**Exercise passage:**
Astarion says so many times in the game that he is anxious about finally having the freedom to find out what he wants to do, and I think that his excitement for the drow twin exchange is one of the opportunities the game gives him to make a choice. He makes that choice- And it sucks for him. He doesn't enjoy the act, and having done it he would be able to move forward knowing that. I think it's really cool and important that the game represents that facet of recovering as a victim. While you are trying to renavigate who you are, you are going to make a million new choices you never had before. And sometimes those choices are going to suck ass. It would be a different matter if he knew these things would hurt him and went ahead and did them anyway. But so many people expect him to move forward avoiding even the Potential of being hurt, and I think that is extremely reductive of his arc and who he is.
Beyond the matter of interpersonal relationships, the choice between Ascending or not Ascending Astarion is not a matter of choosing the lesser of two evils. It is a choice between his fear and his humanity. Between letting his trauma and his fear define him for the rest of his immortal life, and allowing him the vulnerability of deciding who he is when he isn't running from the world. When he's willing to listen to the parts of himself that want to do right, that wants meaningful connection, that wants to be proud of himself. That wants to meet himself. To confront who he is when someone else isn't deciding that for him.

**Goal of the exercise:**
Set down the part of the commentary on Astarion that starts with "Beyond the matter" and goes on through "that for him.", word for word.

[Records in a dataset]
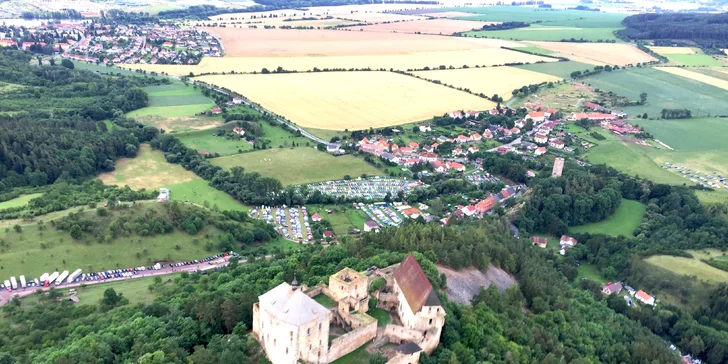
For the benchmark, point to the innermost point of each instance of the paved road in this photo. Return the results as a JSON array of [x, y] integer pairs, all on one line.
[[6, 297]]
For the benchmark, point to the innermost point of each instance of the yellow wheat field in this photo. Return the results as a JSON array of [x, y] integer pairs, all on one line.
[[695, 76], [489, 81], [415, 60], [597, 53], [672, 50], [349, 100]]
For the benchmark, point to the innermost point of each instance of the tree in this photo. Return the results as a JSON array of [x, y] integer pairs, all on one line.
[[68, 64], [76, 232]]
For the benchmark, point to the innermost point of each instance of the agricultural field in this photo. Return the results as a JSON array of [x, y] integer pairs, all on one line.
[[597, 53], [701, 77], [18, 201], [34, 251], [623, 222], [548, 33], [176, 108], [558, 69], [424, 26], [664, 91], [689, 267], [477, 54], [694, 60], [300, 165], [673, 50], [489, 80], [349, 100], [148, 170], [545, 17]]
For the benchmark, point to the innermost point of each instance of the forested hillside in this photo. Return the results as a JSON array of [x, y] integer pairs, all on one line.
[[51, 121]]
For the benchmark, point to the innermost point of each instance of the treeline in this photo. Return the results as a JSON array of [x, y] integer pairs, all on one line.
[[707, 30], [48, 126]]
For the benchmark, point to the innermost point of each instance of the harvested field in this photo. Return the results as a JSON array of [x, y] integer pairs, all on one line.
[[418, 60], [597, 53], [672, 50], [425, 26], [248, 42], [490, 80], [349, 100], [464, 284], [684, 72], [148, 170]]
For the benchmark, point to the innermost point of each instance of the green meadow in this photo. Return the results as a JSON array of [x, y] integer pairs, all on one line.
[[623, 222], [298, 165], [703, 60]]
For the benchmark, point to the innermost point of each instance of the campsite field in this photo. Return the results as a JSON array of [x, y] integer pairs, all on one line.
[[349, 100], [703, 60], [623, 222], [18, 201], [424, 26], [700, 77], [489, 80], [597, 53], [475, 55], [548, 33], [664, 91], [33, 251], [298, 165], [689, 267], [176, 108]]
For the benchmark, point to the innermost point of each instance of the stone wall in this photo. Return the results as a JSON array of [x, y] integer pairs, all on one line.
[[351, 341]]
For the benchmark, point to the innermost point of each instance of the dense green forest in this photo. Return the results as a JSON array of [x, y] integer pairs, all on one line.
[[50, 121], [707, 30]]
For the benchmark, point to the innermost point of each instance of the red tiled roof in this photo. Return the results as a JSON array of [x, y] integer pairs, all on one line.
[[413, 283]]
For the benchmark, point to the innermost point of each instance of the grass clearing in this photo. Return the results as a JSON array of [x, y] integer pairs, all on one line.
[[696, 76], [623, 222], [490, 80], [349, 100], [298, 165], [18, 201], [199, 192], [549, 33], [664, 91], [590, 272], [689, 267], [33, 251], [148, 170], [558, 69], [702, 60]]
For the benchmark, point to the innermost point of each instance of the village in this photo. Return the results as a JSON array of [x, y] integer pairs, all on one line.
[[115, 43]]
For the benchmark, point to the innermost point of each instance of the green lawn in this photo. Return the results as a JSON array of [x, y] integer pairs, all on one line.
[[298, 165], [703, 60], [199, 192], [689, 267], [18, 201], [589, 271], [543, 17], [381, 315], [325, 300], [34, 251], [624, 221], [342, 218], [206, 140], [664, 91], [548, 33], [558, 69]]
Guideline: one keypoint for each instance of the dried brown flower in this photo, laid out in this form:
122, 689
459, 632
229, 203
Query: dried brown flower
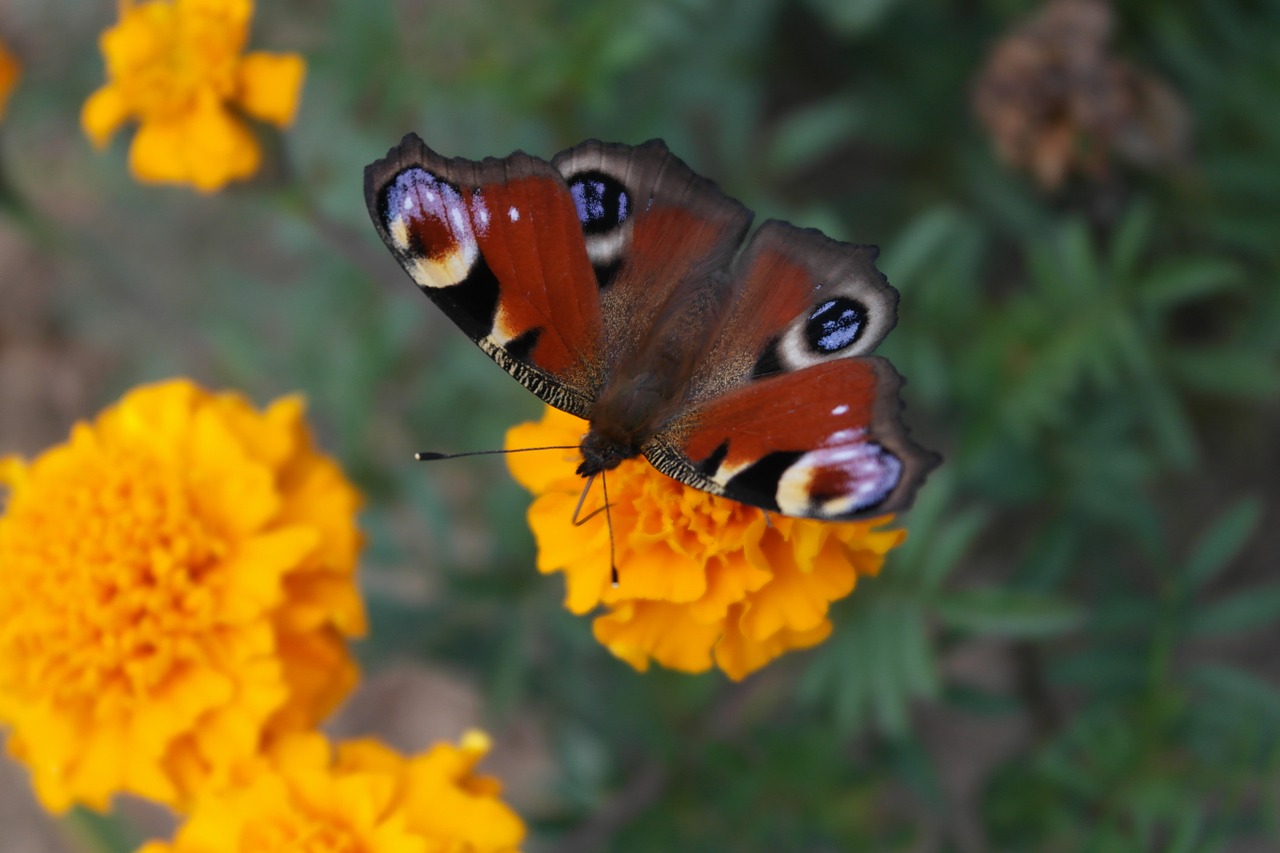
1055, 101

**Task answer:**
Beyond the matter of interpersonal relationships, the choice between Ascending or not Ascending Astarion is not a matter of choosing the lesser of two evils. It is a choice between his fear and his humanity. Between letting his trauma and his fear define him for the rest of his immortal life, and allowing him the vulnerability of deciding who he is when he isn't running from the world. When he's willing to listen to the parts of himself that want to do right, that wants meaningful connection, that wants to be proud of himself. That wants to meet himself. To confront who he is when someone else isn't deciding that for him.